Gather every line of the material below that contains the string "hockey", and list those lines in the order they appear.

Start of Information given

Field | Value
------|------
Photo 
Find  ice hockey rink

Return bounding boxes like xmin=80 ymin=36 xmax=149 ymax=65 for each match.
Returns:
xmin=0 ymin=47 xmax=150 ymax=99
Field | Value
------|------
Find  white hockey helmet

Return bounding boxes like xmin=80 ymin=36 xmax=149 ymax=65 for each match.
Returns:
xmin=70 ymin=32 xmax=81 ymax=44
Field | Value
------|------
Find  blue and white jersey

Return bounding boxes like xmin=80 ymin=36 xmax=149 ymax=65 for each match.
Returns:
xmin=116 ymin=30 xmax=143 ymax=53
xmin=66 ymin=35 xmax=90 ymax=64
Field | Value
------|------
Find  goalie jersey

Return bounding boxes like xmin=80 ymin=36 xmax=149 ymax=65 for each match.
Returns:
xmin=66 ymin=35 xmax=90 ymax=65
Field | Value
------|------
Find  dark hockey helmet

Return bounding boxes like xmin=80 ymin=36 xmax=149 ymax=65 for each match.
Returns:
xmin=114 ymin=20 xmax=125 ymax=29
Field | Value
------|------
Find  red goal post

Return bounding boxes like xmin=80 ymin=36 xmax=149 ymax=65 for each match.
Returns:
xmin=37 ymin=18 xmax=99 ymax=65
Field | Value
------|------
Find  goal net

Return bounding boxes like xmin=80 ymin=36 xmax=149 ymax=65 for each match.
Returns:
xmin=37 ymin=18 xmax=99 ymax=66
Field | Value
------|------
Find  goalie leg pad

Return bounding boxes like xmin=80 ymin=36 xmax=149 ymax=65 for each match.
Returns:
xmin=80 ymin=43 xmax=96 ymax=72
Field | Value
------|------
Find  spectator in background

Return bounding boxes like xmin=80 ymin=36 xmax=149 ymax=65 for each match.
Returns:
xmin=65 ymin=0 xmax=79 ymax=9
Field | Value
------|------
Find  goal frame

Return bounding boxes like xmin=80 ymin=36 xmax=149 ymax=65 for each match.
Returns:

End of Information given

▶ _Right answer_
Find  ice hockey rink
Find  white hockey helmet
Find  dark hockey helmet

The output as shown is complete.